> _Excerpted passage_:
• • • • • • •

Memory-as-a-Service
Memory-as-a-Service (MaaS) turns the gateway into a memory provider. Applications get personalization and long-term context without operating their own vector store or graph database — just pass a memory_id on the request.
How it works
Pre-call (retrieval): The gateway takes the latest user message, searches the memory session for the top-3 relevant facts, and injects them into the system message as:
[Past Context for ID: user-alice]
- Prefers summaries under 200 words
- Working on Q3 APAC analysis
- Last session: discussed Bedrock pricing
Post-call (storage): After the LLM responds, the gateway asynchronously stores the (user message, assistant response) turn in the memory backend. Pass store_memory: false to skip storage on a specific request.

• • • • • • •

> _Given data_:
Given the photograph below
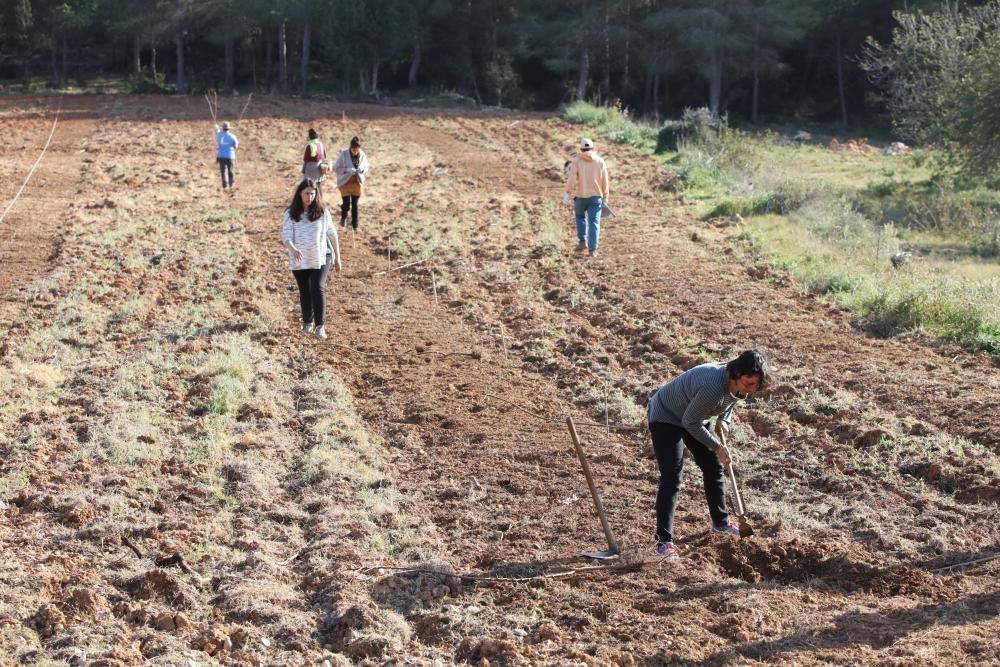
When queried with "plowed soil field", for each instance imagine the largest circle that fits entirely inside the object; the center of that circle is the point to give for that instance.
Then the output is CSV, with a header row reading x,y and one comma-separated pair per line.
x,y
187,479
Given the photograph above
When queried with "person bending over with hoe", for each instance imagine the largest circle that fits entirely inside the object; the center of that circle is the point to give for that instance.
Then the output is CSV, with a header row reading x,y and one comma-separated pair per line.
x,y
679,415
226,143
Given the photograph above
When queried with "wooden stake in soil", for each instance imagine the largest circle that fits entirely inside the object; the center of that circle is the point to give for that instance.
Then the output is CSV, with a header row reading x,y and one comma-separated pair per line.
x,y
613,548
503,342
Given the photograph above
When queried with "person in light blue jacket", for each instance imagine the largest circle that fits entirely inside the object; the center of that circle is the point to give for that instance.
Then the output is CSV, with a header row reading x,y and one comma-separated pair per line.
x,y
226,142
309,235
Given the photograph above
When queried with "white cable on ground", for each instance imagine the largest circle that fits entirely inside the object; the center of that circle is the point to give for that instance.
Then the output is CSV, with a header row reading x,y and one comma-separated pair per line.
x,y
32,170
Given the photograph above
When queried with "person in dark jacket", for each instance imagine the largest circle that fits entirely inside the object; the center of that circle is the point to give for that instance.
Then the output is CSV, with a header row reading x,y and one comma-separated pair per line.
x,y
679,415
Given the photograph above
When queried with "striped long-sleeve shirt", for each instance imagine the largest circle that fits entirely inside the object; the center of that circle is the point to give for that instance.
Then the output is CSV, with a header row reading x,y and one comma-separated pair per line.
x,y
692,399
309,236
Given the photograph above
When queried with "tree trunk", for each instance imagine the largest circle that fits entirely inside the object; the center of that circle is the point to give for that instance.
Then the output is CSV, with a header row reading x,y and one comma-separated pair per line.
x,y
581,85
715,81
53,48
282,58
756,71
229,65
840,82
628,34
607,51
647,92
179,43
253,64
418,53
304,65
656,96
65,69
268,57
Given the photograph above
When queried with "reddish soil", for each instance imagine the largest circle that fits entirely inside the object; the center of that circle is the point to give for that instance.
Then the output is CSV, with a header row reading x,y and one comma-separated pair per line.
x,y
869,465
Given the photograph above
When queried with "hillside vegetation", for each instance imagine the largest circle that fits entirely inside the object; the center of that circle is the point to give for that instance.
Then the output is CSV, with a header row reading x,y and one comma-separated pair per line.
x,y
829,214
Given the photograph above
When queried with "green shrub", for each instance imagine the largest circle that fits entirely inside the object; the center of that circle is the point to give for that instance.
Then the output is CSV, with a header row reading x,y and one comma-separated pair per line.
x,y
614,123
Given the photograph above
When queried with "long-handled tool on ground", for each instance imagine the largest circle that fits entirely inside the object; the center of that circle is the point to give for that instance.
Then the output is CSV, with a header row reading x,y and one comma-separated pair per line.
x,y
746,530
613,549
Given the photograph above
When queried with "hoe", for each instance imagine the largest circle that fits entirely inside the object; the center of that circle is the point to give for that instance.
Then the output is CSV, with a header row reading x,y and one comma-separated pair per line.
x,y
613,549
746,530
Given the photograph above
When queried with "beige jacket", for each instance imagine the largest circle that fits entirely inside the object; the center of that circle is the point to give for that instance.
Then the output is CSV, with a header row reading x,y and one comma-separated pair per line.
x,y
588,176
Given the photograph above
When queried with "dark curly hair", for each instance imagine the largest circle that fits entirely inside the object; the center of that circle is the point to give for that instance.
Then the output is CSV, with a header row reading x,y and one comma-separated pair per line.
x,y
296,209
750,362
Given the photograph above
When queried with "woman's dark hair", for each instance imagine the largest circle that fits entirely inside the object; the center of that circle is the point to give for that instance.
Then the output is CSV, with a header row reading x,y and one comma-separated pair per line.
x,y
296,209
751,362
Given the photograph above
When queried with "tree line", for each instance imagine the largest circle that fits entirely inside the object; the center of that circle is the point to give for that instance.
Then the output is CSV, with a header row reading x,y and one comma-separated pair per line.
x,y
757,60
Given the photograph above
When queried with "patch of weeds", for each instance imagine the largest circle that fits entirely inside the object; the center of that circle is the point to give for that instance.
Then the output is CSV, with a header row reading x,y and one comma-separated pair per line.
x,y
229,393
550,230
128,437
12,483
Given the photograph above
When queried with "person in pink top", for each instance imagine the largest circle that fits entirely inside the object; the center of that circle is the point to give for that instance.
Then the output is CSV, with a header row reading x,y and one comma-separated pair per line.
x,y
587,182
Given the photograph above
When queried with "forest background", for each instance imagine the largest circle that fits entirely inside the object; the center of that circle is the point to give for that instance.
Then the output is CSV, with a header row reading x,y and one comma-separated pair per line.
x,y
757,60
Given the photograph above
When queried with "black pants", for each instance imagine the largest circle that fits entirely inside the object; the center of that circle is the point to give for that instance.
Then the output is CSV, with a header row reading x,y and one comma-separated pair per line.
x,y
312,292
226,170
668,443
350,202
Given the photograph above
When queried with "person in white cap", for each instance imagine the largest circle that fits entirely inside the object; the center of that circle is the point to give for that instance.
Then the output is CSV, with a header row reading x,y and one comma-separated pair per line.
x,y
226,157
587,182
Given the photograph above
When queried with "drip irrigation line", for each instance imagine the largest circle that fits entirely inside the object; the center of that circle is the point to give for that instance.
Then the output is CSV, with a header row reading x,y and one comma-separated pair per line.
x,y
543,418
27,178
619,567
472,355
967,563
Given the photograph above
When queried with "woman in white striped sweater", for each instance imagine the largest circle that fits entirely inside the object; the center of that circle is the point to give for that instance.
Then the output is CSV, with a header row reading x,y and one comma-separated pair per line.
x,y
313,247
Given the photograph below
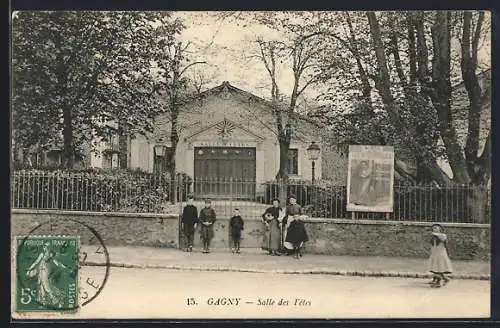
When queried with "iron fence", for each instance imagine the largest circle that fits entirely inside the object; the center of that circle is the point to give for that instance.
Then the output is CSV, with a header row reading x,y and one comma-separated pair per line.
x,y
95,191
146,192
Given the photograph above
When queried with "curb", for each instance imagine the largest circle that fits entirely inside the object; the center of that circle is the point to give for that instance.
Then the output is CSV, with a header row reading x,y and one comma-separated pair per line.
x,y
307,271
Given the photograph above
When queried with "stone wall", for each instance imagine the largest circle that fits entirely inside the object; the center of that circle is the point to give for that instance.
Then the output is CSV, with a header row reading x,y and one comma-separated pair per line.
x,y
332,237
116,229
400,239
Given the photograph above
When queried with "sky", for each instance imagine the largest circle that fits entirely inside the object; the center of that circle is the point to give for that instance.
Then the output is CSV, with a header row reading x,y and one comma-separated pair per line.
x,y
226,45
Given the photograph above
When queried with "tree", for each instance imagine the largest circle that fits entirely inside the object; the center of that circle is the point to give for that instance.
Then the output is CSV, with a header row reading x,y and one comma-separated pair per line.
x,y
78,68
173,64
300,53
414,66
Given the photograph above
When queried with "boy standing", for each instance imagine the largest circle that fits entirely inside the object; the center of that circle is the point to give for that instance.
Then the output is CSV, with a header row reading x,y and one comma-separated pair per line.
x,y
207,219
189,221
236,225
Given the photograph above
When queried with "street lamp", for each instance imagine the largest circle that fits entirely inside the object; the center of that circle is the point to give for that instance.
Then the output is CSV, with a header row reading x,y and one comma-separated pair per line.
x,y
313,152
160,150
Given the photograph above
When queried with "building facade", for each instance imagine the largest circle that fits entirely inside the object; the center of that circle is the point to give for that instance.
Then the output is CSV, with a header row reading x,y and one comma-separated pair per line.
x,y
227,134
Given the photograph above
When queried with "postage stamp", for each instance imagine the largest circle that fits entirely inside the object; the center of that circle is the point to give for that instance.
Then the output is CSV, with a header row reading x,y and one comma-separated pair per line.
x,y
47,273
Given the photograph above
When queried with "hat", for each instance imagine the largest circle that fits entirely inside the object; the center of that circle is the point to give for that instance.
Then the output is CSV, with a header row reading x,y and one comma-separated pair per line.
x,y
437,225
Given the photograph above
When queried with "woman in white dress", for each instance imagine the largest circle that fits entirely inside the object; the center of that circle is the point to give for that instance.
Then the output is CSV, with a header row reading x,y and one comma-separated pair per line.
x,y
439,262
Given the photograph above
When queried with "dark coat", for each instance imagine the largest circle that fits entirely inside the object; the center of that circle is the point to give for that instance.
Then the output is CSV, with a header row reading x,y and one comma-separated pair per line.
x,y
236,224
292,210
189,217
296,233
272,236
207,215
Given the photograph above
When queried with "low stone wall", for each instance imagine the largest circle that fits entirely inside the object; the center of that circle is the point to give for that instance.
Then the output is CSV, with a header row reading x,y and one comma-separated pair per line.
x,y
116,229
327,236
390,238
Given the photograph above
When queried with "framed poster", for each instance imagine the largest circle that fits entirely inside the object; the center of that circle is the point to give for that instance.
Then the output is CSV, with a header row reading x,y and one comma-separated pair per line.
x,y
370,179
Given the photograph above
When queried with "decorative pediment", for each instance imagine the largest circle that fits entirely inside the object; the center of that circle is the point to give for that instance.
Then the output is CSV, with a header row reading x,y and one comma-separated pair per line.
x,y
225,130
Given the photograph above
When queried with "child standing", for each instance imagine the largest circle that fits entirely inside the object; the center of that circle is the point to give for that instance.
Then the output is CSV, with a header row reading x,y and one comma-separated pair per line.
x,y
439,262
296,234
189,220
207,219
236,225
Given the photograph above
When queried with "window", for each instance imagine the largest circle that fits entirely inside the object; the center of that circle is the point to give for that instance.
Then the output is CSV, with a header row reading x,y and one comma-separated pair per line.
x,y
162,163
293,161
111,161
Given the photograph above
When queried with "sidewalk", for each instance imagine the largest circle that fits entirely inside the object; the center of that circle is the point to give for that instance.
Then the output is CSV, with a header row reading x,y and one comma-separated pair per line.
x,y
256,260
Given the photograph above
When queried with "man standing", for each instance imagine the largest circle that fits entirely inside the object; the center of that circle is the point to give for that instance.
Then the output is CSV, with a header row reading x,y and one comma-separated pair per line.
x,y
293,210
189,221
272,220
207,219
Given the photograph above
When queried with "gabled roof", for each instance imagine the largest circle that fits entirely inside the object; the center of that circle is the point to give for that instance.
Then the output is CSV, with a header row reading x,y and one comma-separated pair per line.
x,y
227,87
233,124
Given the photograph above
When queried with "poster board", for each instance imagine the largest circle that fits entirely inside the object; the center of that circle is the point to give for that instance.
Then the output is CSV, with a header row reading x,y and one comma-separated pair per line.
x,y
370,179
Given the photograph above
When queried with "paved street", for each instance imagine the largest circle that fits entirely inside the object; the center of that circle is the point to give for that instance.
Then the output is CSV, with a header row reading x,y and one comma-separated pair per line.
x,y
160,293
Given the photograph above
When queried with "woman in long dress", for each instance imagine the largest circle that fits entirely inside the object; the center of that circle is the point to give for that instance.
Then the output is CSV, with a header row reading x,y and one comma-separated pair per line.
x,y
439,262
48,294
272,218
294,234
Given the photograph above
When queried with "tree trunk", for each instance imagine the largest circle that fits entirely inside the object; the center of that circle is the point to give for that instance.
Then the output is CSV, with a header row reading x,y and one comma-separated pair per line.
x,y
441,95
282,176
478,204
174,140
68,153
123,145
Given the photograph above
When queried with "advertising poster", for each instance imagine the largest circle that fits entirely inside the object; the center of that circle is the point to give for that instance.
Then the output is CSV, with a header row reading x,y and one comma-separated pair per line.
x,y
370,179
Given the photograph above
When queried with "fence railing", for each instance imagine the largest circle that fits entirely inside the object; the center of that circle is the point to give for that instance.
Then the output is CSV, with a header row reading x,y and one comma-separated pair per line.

• • • • • • •

> _Activity A_:
From the Memory-as-a-Service page, copy the passage from "How it works" up to and including "a specific request.".
> _Activity B_:
Based on the Memory-as-a-Service page, decide whether each statement agrees with it. Answer yes or no and quote the deciding words. (i) Before the call, the gateway searches the memory session for the top five relevant facts. (ii) The gateway stores the conversation turn asynchronously after the LLM responds. (iii) Applications using MaaS must still run their own vector store.
> _Activity C_:
According to the Memory-as-a-Service page, what do you pass to keep a specific request from being stored?

> _Answer space A_:
How it works
Pre-call (retrieval): The gateway takes the latest user message, searches the memory session for the top-3 relevant facts, and injects them into the system message as:
[Past Context for ID: user-alice]
- Prefers summaries under 200 words
- Working on Q3 APAC analysis
- Last session: discussed Bedrock pricing
Post-call (storage): After the LLM responds, the gateway asynchronously stores the (user message, assistant response) turn in the memory backend. Pass store_memory: false to skip storage on a specific request.

> _Answer space B_:
(i) No: "searches the memory session for the top-3 relevant facts"
(ii) Yes: "the gateway asynchronously stores the (user message, assistant response) turn in the memory backend"
(iii) No: "without operating their own vector store or graph database"

> _Answer space C_:
store_memory: false